On a similar note, one unexplored aspect of the authority and infallibility of councils has to do with the dialectic of tradition and change. We stated above that conciliarity is both traditional and dynamic. A council’s authority is the authority of the Holy Spirit who lives through it, and then continues to move into new, contemporary contexts. As the living Church grows and changes, the question is raised about the perpetual authority of past councils. As Patriarch Ignatios IV said in an interview:

“I think we must stop this confusion of Tradition with history, stop looking at history in this rather formal and materialistic manner. We must take the Holy Spirit much more seriously, leaving him free to be active now and for the future. Without that we shall always continue living in the past. … Is it not true that we must preserve what has been handed down to us? Yes. But what is it that we have been given? Life in all its fullness. And this Life has always expressed itself in relation to real needs and in a way which is understandable and communicable to the men and women who are — and who are meant to be — ‘the temples of God’, precisely so that the Holy Spirit will not disappear and so that the Church will not ‘disincarnate’ itself in a book, or in a particular ‘elite’.”32

This question is raised rather pointedly as a result of the growing convergence with the non-Chalcedonian churches. If the Eastern and Oriental Orthodox churches can reach a point of full eucharistic communion on the basis of a shared substance of Christological doctrine, albeit in divergent words, it raises the question of the distinction between the true substance of faith and its verbal expression by the councils. Which is “Orthodox” from the Council of Chalcedon — the experience of faith or the words which were used to express it? Perhaps the Orthodox apaphatic tradition can be helpful here. Orthodoxy has always understood that ultimate truth dissolves words and concepts, and it may be good to be reminded that this is true, even of the great councils and creeds. No conciliar formulation of Truth can claim abiding authority, as if we had managed to capture the Holy Spirit in an earthen vessel. The Church abides in Truth through the continuing and ever-present gift of divine participation, an eternal now.


Thus far we have considered the implications of conciliarity on the supra-diocesan level. However, much attention has been given in recent decades to questions of local and parish life, especially in regards to the role of laity and the significance of ordination in the conciliar life of the church.

It is clear that, in the Orthodox Church, ordination is not an objectified thing which conveys a power to be possessed by the ordained individual (and not by the non-ordained). In fact, there is no such thing as a non-ordained Christian. At the most basic level, we are all ordained by our baptism, called into an ordered community of transforming relationships. The variety of “orders” represent the diversity of relationships within the Church and in its relation to the world.

Tasks to carry out:
a) Decide whether each statement agrees with the passage on conciliarity. For each, answer yes or no and quote the words of the passage that settle it.
(i) Conciliarity is described as both traditional and dynamic.
(ii) Some conciliar formulation of Truth can claim abiding authority.
(iii) The passage holds that there are Christians who are not ordained.
b) In the passage on conciliarity, list every word or phrase that the interview quotation sets off in single quotation marks.
c) Reproduce the part of the passage on conciliarity starting with "Thus far we" and going on through "of the church.".

Extracted data entries:
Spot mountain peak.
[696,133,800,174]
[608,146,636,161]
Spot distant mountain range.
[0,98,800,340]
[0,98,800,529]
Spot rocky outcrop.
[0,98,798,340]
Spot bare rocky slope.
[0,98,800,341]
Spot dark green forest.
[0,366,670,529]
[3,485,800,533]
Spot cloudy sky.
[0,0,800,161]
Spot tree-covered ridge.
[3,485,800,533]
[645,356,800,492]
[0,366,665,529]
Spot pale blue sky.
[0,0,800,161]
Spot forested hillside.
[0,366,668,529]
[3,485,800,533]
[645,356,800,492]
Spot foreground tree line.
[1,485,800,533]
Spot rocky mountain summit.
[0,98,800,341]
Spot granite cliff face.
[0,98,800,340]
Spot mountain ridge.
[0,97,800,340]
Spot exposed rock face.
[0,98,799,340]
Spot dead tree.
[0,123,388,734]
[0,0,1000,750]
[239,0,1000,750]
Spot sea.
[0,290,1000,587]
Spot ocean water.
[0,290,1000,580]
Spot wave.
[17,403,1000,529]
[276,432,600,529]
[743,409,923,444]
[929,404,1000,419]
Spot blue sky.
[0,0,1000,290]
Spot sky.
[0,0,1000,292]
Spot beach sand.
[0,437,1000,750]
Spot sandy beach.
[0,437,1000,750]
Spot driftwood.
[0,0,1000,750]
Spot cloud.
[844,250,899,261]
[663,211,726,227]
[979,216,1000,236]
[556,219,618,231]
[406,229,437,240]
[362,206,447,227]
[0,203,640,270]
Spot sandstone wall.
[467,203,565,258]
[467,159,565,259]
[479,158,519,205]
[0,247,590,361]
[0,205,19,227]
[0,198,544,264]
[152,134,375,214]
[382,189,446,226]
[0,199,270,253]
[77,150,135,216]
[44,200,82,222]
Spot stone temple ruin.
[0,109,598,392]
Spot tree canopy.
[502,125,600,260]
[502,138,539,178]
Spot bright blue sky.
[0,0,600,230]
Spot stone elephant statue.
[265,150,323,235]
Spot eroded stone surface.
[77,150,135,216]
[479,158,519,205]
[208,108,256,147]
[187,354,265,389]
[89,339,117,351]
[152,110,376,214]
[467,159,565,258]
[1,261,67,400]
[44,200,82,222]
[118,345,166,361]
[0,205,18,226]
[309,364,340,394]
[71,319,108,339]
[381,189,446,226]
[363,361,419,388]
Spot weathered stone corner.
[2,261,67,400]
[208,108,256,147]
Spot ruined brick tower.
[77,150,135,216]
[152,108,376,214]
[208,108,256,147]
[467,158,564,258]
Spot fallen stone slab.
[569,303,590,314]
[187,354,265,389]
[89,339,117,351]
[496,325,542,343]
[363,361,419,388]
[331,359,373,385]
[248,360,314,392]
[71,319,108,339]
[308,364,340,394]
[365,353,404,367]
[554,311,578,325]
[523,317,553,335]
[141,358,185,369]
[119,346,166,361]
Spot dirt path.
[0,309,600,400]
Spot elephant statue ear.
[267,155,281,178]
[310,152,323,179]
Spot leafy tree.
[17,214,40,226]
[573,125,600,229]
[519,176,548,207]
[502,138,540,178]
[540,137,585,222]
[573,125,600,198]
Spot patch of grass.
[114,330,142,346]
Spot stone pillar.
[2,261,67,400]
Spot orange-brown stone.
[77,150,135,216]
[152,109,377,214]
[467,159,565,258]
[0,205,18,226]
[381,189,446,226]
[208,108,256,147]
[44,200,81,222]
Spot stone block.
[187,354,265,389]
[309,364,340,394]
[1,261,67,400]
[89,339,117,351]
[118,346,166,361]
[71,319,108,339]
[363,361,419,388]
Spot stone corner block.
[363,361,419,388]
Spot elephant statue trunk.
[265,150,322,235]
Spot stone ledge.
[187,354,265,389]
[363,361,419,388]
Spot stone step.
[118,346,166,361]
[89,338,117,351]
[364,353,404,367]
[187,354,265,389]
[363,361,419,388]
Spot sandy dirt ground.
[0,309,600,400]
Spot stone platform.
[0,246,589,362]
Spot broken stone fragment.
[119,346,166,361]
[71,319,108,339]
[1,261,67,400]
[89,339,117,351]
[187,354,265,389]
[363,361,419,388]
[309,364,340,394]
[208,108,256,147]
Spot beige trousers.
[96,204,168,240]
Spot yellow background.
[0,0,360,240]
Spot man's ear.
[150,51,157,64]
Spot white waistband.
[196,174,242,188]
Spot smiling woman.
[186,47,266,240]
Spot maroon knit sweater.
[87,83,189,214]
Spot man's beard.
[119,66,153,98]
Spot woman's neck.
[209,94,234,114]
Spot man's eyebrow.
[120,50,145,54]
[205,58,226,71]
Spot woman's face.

Responses in order:
a)
(i) Yes: "We stated above that conciliarity is both traditional and dynamic."
(ii) No: "No conciliar formulation of Truth can claim abiding authority, as if we had managed to capture the Holy Spirit in an earthen vessel."
(iii) No: "In fact, there is no such thing as a non-ordained Christian."

b)
the temples of God
disincarnate
elite

c)
Thus far we have considered the implications of conciliarity on the supra-diocesan level. However, much attention has been given in recent decades to questions of local and parish life, especially in regards to the role of laity and the significance of ordination in the conciliar life of the church.